→ EXERCISE REQUIREMENTS
Copy out the listing that follows, exactly, without its pictures.

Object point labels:
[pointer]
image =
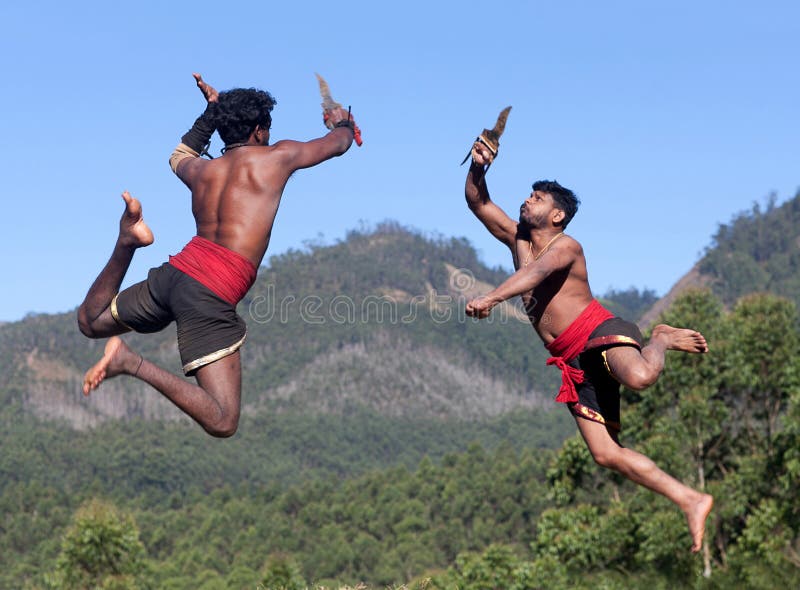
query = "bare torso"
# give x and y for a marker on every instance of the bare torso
(235, 198)
(563, 294)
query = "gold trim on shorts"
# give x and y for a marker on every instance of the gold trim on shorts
(115, 314)
(581, 411)
(214, 356)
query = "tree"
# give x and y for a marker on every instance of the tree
(101, 550)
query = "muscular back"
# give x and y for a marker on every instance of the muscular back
(235, 198)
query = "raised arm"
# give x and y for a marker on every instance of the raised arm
(500, 225)
(300, 154)
(194, 142)
(559, 257)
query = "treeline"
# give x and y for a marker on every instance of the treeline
(727, 422)
(47, 472)
(759, 250)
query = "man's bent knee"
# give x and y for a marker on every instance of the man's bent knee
(638, 378)
(224, 430)
(85, 326)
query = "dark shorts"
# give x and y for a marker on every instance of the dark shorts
(208, 326)
(598, 395)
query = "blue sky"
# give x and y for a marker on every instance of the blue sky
(666, 118)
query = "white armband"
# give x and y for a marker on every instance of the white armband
(181, 152)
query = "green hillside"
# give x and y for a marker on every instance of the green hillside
(389, 440)
(757, 251)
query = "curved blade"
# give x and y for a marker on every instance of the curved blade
(324, 90)
(492, 136)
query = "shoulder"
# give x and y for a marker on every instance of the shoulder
(189, 168)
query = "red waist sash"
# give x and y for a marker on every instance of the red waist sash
(227, 273)
(570, 343)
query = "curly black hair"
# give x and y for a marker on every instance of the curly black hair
(564, 198)
(239, 111)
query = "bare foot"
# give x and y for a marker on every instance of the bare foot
(117, 359)
(696, 515)
(133, 231)
(682, 339)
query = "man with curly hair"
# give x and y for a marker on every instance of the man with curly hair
(595, 351)
(234, 201)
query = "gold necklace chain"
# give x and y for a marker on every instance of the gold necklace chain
(542, 251)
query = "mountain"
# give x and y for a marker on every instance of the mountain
(757, 251)
(375, 320)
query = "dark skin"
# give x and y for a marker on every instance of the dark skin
(552, 280)
(235, 199)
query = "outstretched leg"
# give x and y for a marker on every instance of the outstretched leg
(214, 403)
(639, 370)
(94, 314)
(640, 469)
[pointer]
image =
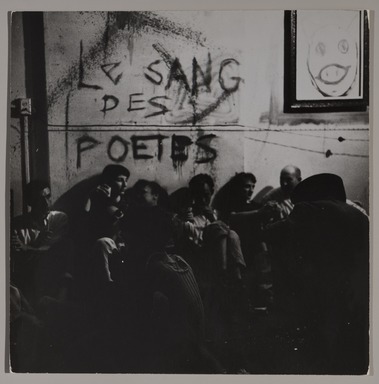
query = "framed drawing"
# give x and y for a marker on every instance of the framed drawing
(326, 61)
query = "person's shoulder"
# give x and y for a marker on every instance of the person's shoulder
(24, 220)
(274, 194)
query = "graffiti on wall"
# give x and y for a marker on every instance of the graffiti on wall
(188, 96)
(145, 147)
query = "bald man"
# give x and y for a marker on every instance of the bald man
(290, 176)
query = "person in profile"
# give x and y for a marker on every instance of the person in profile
(40, 248)
(329, 241)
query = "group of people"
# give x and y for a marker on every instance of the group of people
(143, 281)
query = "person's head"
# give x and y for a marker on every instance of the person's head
(38, 197)
(116, 176)
(322, 186)
(242, 186)
(290, 177)
(202, 188)
(147, 192)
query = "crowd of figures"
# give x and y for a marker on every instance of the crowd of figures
(137, 280)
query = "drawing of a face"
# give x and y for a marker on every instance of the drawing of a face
(332, 61)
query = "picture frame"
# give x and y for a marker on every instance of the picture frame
(326, 61)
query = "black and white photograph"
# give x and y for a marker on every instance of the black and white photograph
(189, 192)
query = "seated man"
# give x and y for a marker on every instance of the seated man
(111, 192)
(279, 199)
(112, 188)
(40, 250)
(198, 223)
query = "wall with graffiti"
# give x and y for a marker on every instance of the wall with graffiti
(173, 94)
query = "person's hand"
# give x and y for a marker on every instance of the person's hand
(17, 244)
(208, 212)
(187, 214)
(104, 189)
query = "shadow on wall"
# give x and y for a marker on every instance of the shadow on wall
(225, 195)
(73, 201)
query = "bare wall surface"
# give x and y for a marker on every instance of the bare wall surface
(172, 94)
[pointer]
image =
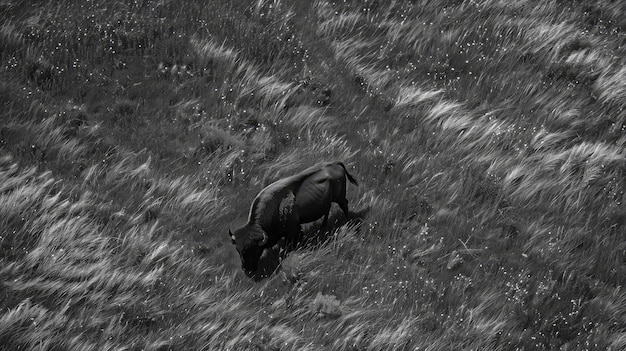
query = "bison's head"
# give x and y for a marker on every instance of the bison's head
(250, 243)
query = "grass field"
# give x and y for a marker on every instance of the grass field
(488, 137)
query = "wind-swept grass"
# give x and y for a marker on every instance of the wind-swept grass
(487, 138)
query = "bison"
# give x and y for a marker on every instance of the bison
(279, 209)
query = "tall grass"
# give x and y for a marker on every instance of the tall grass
(487, 138)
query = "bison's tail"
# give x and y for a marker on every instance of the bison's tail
(350, 177)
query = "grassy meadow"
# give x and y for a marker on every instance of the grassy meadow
(488, 138)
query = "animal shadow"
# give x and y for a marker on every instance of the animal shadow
(312, 236)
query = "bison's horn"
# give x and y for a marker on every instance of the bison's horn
(263, 240)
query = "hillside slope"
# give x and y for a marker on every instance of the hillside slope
(488, 139)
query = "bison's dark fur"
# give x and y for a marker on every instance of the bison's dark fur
(280, 208)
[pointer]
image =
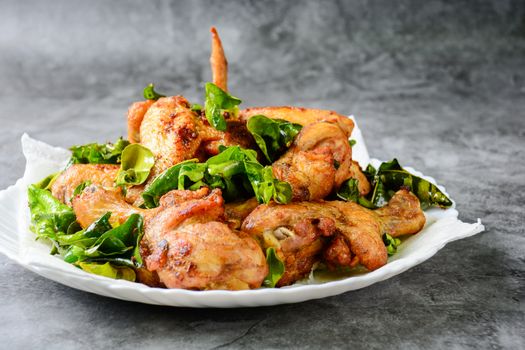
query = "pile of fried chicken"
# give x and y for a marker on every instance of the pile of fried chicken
(193, 240)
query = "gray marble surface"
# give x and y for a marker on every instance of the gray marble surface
(438, 84)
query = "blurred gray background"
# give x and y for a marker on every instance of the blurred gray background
(439, 84)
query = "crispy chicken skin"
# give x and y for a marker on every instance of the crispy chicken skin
(300, 115)
(171, 131)
(69, 179)
(174, 133)
(320, 159)
(136, 114)
(343, 233)
(236, 212)
(186, 243)
(318, 162)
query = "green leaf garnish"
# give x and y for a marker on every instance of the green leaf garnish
(349, 190)
(49, 216)
(391, 244)
(135, 166)
(80, 188)
(386, 181)
(109, 270)
(94, 153)
(273, 136)
(47, 182)
(391, 177)
(98, 244)
(151, 94)
(235, 171)
(276, 268)
(217, 103)
(196, 107)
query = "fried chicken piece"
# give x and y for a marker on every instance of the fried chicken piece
(218, 62)
(344, 233)
(236, 134)
(320, 159)
(172, 131)
(318, 162)
(96, 201)
(69, 179)
(136, 114)
(299, 115)
(236, 212)
(185, 242)
(296, 231)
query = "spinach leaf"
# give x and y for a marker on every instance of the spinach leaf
(151, 94)
(391, 177)
(391, 244)
(86, 238)
(47, 182)
(235, 171)
(219, 103)
(165, 182)
(276, 268)
(80, 188)
(49, 216)
(94, 153)
(135, 166)
(197, 108)
(273, 136)
(109, 270)
(119, 240)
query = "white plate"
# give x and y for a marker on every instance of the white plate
(18, 243)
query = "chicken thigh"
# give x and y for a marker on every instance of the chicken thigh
(343, 233)
(186, 243)
(318, 162)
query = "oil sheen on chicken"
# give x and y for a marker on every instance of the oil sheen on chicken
(339, 233)
(186, 243)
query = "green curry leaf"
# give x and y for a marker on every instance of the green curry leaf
(391, 244)
(94, 153)
(235, 171)
(391, 177)
(109, 270)
(49, 217)
(135, 166)
(273, 136)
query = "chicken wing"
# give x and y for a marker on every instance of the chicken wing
(65, 184)
(299, 115)
(343, 233)
(136, 114)
(318, 162)
(186, 243)
(172, 131)
(218, 62)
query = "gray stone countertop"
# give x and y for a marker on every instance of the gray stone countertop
(440, 86)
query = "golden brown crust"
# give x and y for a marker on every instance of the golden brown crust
(300, 115)
(349, 233)
(99, 174)
(136, 114)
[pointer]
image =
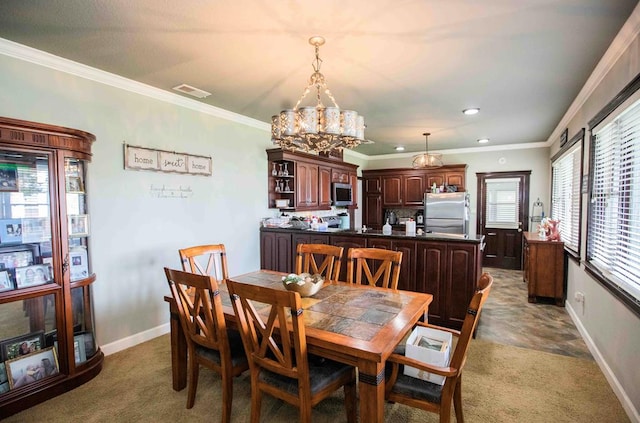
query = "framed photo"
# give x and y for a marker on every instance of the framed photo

→ FINISHED ANSWER
[pointer]
image =
query = "bare torso"
# give x and y for a marker on every instance of the bare torso
(235, 198)
(563, 294)
query = "gold trim on shorts"
# give x and y for a marker on every instance of the gold trim on shorts
(115, 314)
(581, 411)
(214, 356)
query = "tree"
# give x and y for a marker on every instance of the tree
(101, 550)
query = "muscular back"
# give x and y for a marker on every instance of the muscular back
(235, 198)
query = "raised arm"
# give x and y for a marker on every instance of the raised arm
(500, 225)
(300, 154)
(194, 142)
(559, 257)
query = "treeline"
# give x and y for a marker on every instance of the treeline
(727, 422)
(47, 472)
(759, 250)
query = "man's bent knee"
# give x and y for a marker on every instance of the man's bent knee
(638, 378)
(224, 430)
(85, 326)
query = "dark shorts"
# give x and y for a marker on every instance of the dark shorts
(208, 326)
(598, 395)
query = "blue sky"
# give x and y for a marker on every instance of the blue sky
(666, 118)
query = "white armband"
# give x and y for a marker on every instance of the white armband
(181, 152)
query = "green hillside"
# give x and y for a marker on every instance of the green hillside
(389, 440)
(757, 251)
query = "curved blade"
# give x and y for a marker on every instance of the curved blade
(324, 90)
(492, 136)
query = "shoulder"
# give x and y for a marker on every instance of the shoulder
(189, 168)
query = "red waist sash"
# give x and y for a marker on every instance of the red waist sash
(227, 273)
(570, 343)
query = "curly black hair"
# give x and y for a marker on every instance of the curly black hair
(564, 198)
(239, 111)
query = "bare foot"
# give x and y for a marker on every instance of the bare foot
(117, 359)
(696, 515)
(133, 231)
(682, 339)
query = "man with curly hair"
# give x and y for a marker on every instance of the man with curly hair
(595, 351)
(234, 201)
query = "gold necklace chain"
# give x and y for a marker on every instance of the gold necklace chain
(542, 251)
query = "mountain"
# give x and y for a marker on every instance of the mountain
(757, 251)
(375, 320)
query = "dark skin"
# give x and y for a marker on every instance of the dark skin
(552, 280)
(235, 199)
query = "outstretched leg"
# give x and y for a marker on every instance of the outstretched leg
(214, 403)
(639, 370)
(94, 314)
(640, 469)
[pointer]
image =
query = "framed drawing"
# give x and y for a marker on every instance of the framed drawing
(326, 61)
query = "person's shoulder"
# give x and y for a marker on every instance of the person's shoulder
(24, 220)
(274, 194)
query = "graffiti on wall"
# give x and y for a marker on every instance of the graffiti on wall
(188, 96)
(145, 147)
query = "bald man"
# give x and y for a marker on every instance of the bald man
(290, 176)
query = "person in profile"
# give x and y for a marker on every instance of the person in profile
(40, 248)
(329, 241)
query = "group of people"
# give x and y for a marker on every instance of the group of people
(143, 281)
query = "person's head"
# give x and y for a marker on every instance of the person's head
(38, 197)
(116, 176)
(322, 186)
(242, 186)
(290, 177)
(202, 188)
(147, 192)
query = "crowd of figures"
# give x and y for a marker on every instance of the crowd of figures
(137, 280)
query = "drawing of a face"
# give x and y for a marker on every instance of the drawing of a face
(332, 61)
query = "picture frame"
# give x and y for a marker on every instance of the picture frame
(326, 61)
query = "black and white photograph"
# give x and y for a marker on every instance of the black and white photograph
(189, 192)
query = "seated man"
# give x and y for a marker on every instance of the seated man
(111, 192)
(279, 199)
(112, 188)
(40, 250)
(198, 223)
query = "wall with graffiti"
# give x and y for a marker on every instance of the wall with graffiti
(173, 94)
query = "person's hand"
# give x and y for a marker on every instance of the person's hand
(17, 244)
(208, 212)
(187, 214)
(104, 189)
query = "shadow on wall"
# give x and y for a marker on every instance of the shadow on wall
(225, 195)
(73, 201)
query = "bare wall surface"
# give x and y for a marker on every instance of the bare wall surface
(172, 94)
[pointer]
image =
query = "bison's head"
# give x and y for a marker on every instance of the bison's head
(250, 243)
query = "grass field"
# give x and y for a marker on every instance of the grass field
(488, 137)
query = "wind-swept grass"
# give x and y for a marker on every instance of the wind-swept grass
(487, 138)
query = "bison"
# give x and y for a marker on every instance of the bison
(279, 209)
query = "tall grass"
# give x and y for a marker on every instance of the tall grass
(487, 138)
query = "bison's tail"
# give x and y for a marker on every instance of the bison's tail
(350, 177)
query = "grassy meadow"
# give x and y for a marker on every instance of the grassy meadow
(488, 138)
query = "animal shadow"
# give x and y for a marker on every instance of the animal shadow
(312, 236)
query = "bison's horn"
# give x and y for a marker on every instance of the bison's horn
(263, 240)
query = "hillside slope"
# give x and y for a marker on every instance of the hillside slope
(488, 139)
query = "bison's dark fur"
# give x and y for a marker on every instance of the bison's dark fur
(280, 208)
[pointer]
image =
query = "pile of fried chicken"
# give x and y for a marker on every instance of the pile of fried chicken
(193, 240)
query = "gray marble surface"
# give x and y for a marker on every instance of the gray marble surface
(438, 84)
query = "blurred gray background"
# give x and y for a marker on every instance of the blurred gray background
(439, 84)
query = "crispy chicken skin"
# give x and y for a marker on every instance of the crispy chicken skin
(300, 115)
(171, 131)
(69, 179)
(174, 133)
(320, 159)
(136, 114)
(343, 233)
(236, 212)
(186, 243)
(318, 162)
query = "green leaf garnish"
# give x and y for a marker on every instance of the green leaf garnish
(349, 190)
(49, 216)
(391, 244)
(135, 166)
(80, 188)
(386, 181)
(109, 270)
(94, 153)
(273, 136)
(47, 182)
(391, 177)
(98, 244)
(151, 94)
(235, 171)
(276, 268)
(217, 103)
(196, 107)
query = "fried chicken piece"
# give x and y for a marker on every instance of the fried chicken piece
(218, 62)
(344, 233)
(236, 134)
(320, 159)
(172, 131)
(318, 162)
(96, 201)
(69, 179)
(136, 114)
(299, 115)
(236, 212)
(185, 242)
(296, 231)
query = "spinach leaf"
# give x and y for a marker on every instance of the spinach leaf
(151, 94)
(391, 177)
(391, 244)
(86, 238)
(47, 182)
(235, 171)
(219, 103)
(165, 182)
(276, 268)
(80, 188)
(49, 216)
(94, 153)
(135, 166)
(197, 108)
(273, 136)
(109, 270)
(119, 240)
query = "white plate"
# give x and y for a marker on every instance of the white plate
(18, 243)
query = "chicken thigh"
# give x and y for a marker on every instance of the chicken thigh
(343, 233)
(186, 243)
(318, 162)
query = "oil sheen on chicken"
# give x and y for a marker on every instance of the oil sheen on chicken
(339, 233)
(186, 243)
query = "green curry leaf"
# give x and y for a marker on every instance of the green curry leaf
(391, 244)
(94, 153)
(235, 171)
(391, 177)
(109, 270)
(49, 217)
(135, 166)
(273, 136)
query = "chicken wing"
# give x and y for a marker on every instance of the chicken wing
(65, 184)
(299, 115)
(343, 233)
(136, 114)
(318, 162)
(186, 243)
(172, 131)
(218, 62)
query = "gray stone countertop"
# give x and y for a marker on every instance of the gray stone countertop
(440, 86)
query = "golden brown crust"
# give x and y for a marker on every instance of the golden brown crust
(300, 115)
(349, 233)
(99, 174)
(136, 114)
[pointer]
image =
query = "framed photo"
# give x and y for a marker on every instance of the framed photo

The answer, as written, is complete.